**Work instructions**
Express the lines of the entries from the one containing "target | blue jeans" through the one containing "<point>659,200</point>", inclusive, as a JSON list of strings with one string per line and blank lines omitted.

(Dataset rows)
>>>

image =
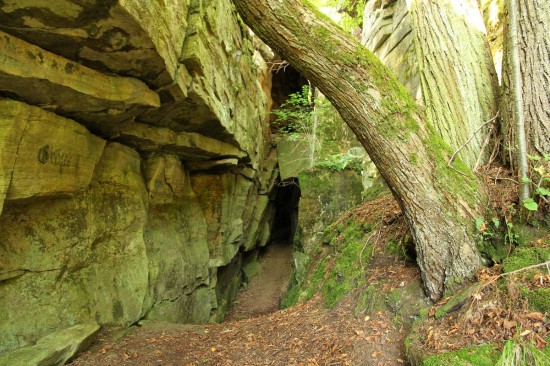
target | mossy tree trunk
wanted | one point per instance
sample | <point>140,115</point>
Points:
<point>439,202</point>
<point>534,63</point>
<point>457,74</point>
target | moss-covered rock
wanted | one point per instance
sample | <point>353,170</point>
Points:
<point>486,355</point>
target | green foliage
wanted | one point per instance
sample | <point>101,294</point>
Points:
<point>525,256</point>
<point>538,299</point>
<point>313,120</point>
<point>350,160</point>
<point>295,117</point>
<point>486,355</point>
<point>519,353</point>
<point>497,240</point>
<point>351,11</point>
<point>540,177</point>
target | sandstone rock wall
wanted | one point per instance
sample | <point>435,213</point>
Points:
<point>134,161</point>
<point>387,32</point>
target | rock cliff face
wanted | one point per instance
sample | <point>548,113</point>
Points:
<point>134,161</point>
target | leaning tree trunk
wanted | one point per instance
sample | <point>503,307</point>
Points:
<point>458,78</point>
<point>442,46</point>
<point>439,202</point>
<point>534,62</point>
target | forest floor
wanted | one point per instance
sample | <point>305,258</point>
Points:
<point>257,333</point>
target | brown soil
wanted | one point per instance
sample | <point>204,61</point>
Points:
<point>264,291</point>
<point>309,334</point>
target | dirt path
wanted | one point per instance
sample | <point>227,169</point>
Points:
<point>264,291</point>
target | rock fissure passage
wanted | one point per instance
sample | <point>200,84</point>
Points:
<point>264,291</point>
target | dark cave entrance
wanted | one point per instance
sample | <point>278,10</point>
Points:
<point>285,222</point>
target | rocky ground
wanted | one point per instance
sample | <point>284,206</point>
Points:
<point>256,333</point>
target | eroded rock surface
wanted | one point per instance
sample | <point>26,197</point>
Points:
<point>134,162</point>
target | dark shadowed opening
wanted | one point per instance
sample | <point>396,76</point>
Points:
<point>286,211</point>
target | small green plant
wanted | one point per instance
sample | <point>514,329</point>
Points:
<point>295,116</point>
<point>350,160</point>
<point>519,353</point>
<point>539,181</point>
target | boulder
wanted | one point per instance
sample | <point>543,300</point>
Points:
<point>54,349</point>
<point>55,83</point>
<point>325,196</point>
<point>76,259</point>
<point>187,145</point>
<point>138,38</point>
<point>177,250</point>
<point>44,154</point>
<point>387,32</point>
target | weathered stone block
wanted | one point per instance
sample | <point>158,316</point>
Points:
<point>42,78</point>
<point>223,200</point>
<point>44,154</point>
<point>55,349</point>
<point>177,250</point>
<point>187,145</point>
<point>132,37</point>
<point>75,259</point>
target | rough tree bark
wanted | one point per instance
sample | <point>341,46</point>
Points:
<point>534,61</point>
<point>459,82</point>
<point>440,203</point>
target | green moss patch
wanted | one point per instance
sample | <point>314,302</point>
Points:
<point>486,355</point>
<point>525,256</point>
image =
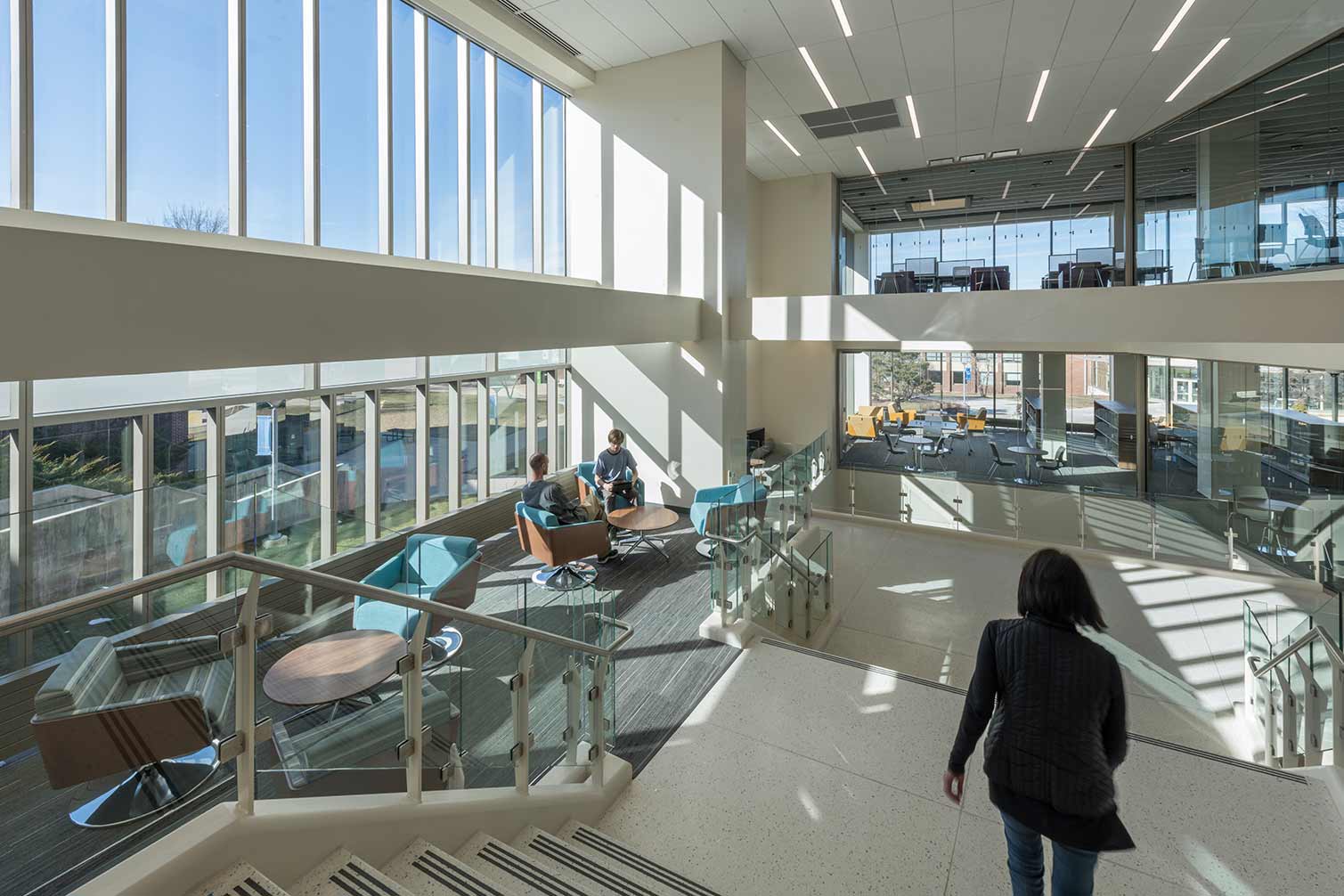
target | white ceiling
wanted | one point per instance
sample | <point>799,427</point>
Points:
<point>971,65</point>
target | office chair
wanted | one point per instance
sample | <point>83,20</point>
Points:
<point>998,461</point>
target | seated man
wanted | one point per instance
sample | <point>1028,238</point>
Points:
<point>615,470</point>
<point>550,497</point>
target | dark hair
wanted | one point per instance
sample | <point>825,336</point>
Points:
<point>1053,587</point>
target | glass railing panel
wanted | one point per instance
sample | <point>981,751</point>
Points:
<point>1191,530</point>
<point>1048,513</point>
<point>89,743</point>
<point>988,508</point>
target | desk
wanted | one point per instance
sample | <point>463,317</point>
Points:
<point>919,442</point>
<point>1029,453</point>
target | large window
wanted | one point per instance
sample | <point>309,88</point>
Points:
<point>514,167</point>
<point>444,151</point>
<point>69,108</point>
<point>177,113</point>
<point>276,119</point>
<point>403,129</point>
<point>348,79</point>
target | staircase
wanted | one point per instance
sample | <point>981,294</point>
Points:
<point>577,861</point>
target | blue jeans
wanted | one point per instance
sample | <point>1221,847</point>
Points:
<point>1072,872</point>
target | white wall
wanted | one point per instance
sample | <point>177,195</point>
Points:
<point>94,297</point>
<point>659,200</point>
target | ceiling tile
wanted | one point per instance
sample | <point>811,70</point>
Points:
<point>1034,35</point>
<point>979,37</point>
<point>881,63</point>
<point>926,46</point>
<point>976,105</point>
<point>699,24</point>
<point>916,10</point>
<point>639,21</point>
<point>755,24</point>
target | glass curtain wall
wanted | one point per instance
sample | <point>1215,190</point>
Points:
<point>1246,183</point>
<point>493,134</point>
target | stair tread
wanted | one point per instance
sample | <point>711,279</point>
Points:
<point>428,871</point>
<point>511,868</point>
<point>240,880</point>
<point>343,874</point>
<point>631,863</point>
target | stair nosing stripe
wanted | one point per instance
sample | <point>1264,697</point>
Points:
<point>372,880</point>
<point>445,867</point>
<point>596,872</point>
<point>520,868</point>
<point>448,883</point>
<point>612,849</point>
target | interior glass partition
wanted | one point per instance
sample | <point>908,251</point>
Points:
<point>1245,184</point>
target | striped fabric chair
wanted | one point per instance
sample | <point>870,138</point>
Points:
<point>152,708</point>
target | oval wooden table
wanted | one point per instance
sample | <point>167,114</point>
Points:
<point>641,520</point>
<point>335,668</point>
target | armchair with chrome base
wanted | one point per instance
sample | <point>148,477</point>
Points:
<point>156,710</point>
<point>561,546</point>
<point>746,497</point>
<point>435,567</point>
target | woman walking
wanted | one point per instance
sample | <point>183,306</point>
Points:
<point>1055,707</point>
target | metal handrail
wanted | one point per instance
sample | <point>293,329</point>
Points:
<point>263,566</point>
<point>1283,656</point>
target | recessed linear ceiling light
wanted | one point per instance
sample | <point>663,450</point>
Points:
<point>844,19</point>
<point>782,139</point>
<point>1198,69</point>
<point>1100,128</point>
<point>1245,114</point>
<point>816,76</point>
<point>1304,78</point>
<point>1040,89</point>
<point>1180,13</point>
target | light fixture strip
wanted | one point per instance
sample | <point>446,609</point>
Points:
<point>1035,101</point>
<point>1291,84</point>
<point>782,139</point>
<point>1198,69</point>
<point>816,76</point>
<point>1100,128</point>
<point>1245,114</point>
<point>914,118</point>
<point>844,19</point>
<point>1180,13</point>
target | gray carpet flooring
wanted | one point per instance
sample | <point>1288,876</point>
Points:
<point>660,676</point>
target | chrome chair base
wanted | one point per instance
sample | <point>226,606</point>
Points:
<point>572,576</point>
<point>150,790</point>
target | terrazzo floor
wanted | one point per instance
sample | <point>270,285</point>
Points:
<point>916,602</point>
<point>800,774</point>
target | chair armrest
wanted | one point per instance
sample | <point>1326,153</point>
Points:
<point>158,658</point>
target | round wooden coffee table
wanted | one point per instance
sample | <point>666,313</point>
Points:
<point>335,668</point>
<point>641,520</point>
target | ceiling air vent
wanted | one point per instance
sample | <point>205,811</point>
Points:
<point>550,35</point>
<point>852,119</point>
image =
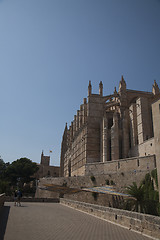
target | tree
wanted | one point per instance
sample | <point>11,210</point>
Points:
<point>145,197</point>
<point>136,203</point>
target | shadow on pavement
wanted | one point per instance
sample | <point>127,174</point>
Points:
<point>4,213</point>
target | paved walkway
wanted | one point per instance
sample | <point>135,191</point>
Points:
<point>53,221</point>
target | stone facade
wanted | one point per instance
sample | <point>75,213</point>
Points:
<point>109,128</point>
<point>156,121</point>
<point>45,170</point>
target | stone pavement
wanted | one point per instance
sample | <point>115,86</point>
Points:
<point>53,221</point>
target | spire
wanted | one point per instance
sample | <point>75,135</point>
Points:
<point>122,85</point>
<point>101,88</point>
<point>89,89</point>
<point>155,88</point>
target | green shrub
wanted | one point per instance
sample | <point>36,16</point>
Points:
<point>107,182</point>
<point>93,178</point>
<point>95,195</point>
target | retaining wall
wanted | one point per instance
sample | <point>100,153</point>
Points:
<point>143,223</point>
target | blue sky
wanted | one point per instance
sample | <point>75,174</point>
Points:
<point>50,49</point>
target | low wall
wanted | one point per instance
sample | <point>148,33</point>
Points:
<point>143,223</point>
<point>2,200</point>
<point>30,199</point>
<point>128,165</point>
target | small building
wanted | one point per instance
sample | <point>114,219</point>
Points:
<point>45,170</point>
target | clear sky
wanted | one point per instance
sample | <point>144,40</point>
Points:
<point>50,49</point>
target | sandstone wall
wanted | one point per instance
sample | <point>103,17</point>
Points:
<point>127,166</point>
<point>2,200</point>
<point>145,224</point>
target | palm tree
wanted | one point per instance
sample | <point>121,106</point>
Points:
<point>137,200</point>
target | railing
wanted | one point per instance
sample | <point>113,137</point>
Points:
<point>145,224</point>
<point>2,200</point>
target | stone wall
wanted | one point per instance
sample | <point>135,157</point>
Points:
<point>120,173</point>
<point>145,224</point>
<point>146,148</point>
<point>2,200</point>
<point>156,117</point>
<point>128,165</point>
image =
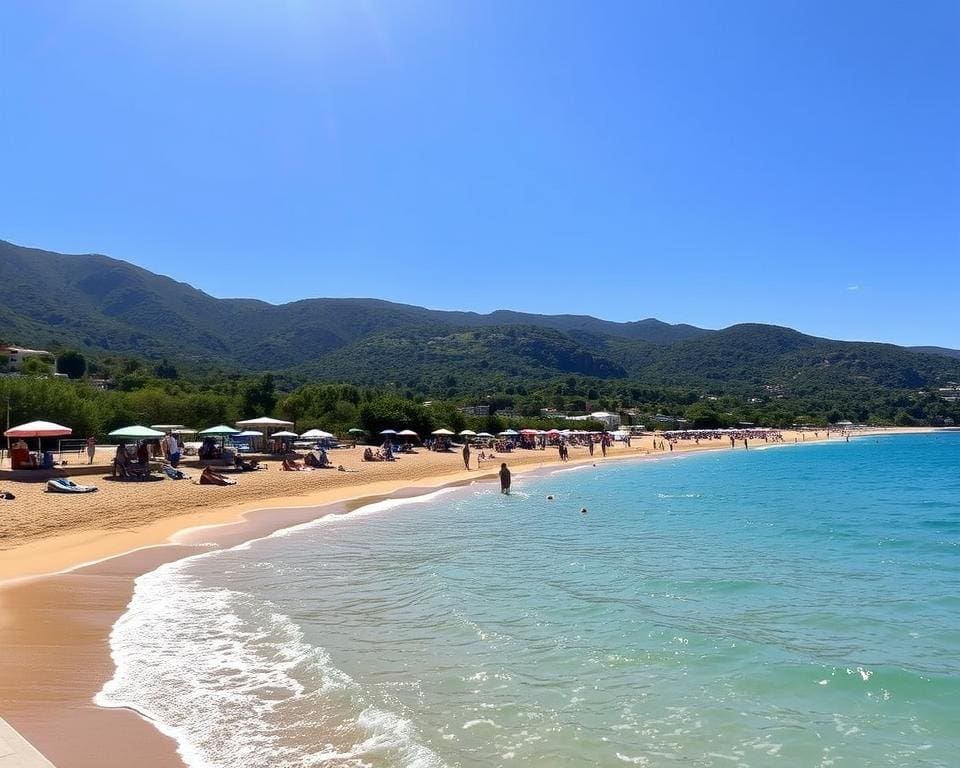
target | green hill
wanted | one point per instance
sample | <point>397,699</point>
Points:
<point>100,305</point>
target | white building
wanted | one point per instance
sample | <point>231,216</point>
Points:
<point>609,420</point>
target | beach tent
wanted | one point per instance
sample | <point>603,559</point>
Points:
<point>264,421</point>
<point>38,429</point>
<point>136,432</point>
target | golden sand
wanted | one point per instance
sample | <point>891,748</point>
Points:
<point>54,630</point>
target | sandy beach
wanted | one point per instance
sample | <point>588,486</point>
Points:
<point>68,564</point>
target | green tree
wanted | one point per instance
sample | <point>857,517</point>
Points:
<point>166,370</point>
<point>259,397</point>
<point>72,363</point>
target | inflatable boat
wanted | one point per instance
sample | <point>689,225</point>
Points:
<point>65,485</point>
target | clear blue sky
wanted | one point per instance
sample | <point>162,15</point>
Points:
<point>708,162</point>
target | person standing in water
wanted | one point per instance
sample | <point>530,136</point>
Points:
<point>504,479</point>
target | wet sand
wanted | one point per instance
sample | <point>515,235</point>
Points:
<point>54,630</point>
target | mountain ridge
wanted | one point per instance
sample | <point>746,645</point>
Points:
<point>105,306</point>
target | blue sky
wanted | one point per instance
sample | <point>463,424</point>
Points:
<point>795,163</point>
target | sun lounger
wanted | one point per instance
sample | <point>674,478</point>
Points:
<point>173,473</point>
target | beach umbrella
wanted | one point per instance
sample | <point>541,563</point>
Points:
<point>136,432</point>
<point>38,429</point>
<point>220,429</point>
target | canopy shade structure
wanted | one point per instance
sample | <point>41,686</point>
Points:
<point>316,434</point>
<point>264,421</point>
<point>220,429</point>
<point>136,432</point>
<point>38,429</point>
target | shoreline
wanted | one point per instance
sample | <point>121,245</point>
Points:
<point>59,621</point>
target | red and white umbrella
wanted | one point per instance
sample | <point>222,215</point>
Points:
<point>38,429</point>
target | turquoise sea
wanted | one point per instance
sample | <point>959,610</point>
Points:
<point>791,606</point>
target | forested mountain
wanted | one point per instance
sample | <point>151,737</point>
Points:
<point>99,305</point>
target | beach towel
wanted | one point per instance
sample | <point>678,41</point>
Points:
<point>65,485</point>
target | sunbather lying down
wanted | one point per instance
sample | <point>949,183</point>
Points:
<point>209,477</point>
<point>318,461</point>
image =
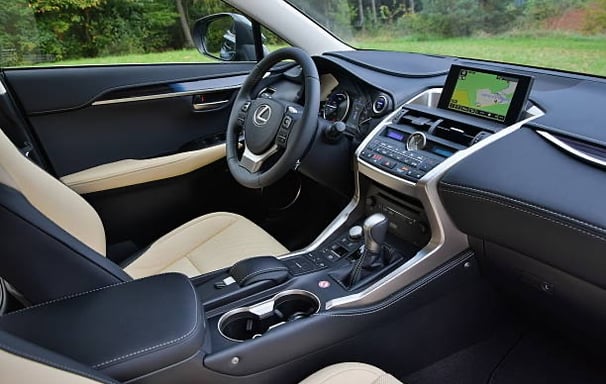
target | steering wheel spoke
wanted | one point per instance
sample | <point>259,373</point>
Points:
<point>253,162</point>
<point>272,126</point>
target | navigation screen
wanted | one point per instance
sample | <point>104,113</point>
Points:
<point>490,95</point>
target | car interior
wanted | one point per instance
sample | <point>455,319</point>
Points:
<point>344,216</point>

<<<

**Task result**
[
  "target | blue jeans",
  "wanted | one point per instance",
  "sample | <point>1221,847</point>",
  "Points:",
  "<point>1072,872</point>",
  "target | white wall",
  "wanted | one point per instance",
  "sample | <point>177,195</point>",
  "Points:",
  "<point>94,297</point>",
  "<point>659,200</point>"
]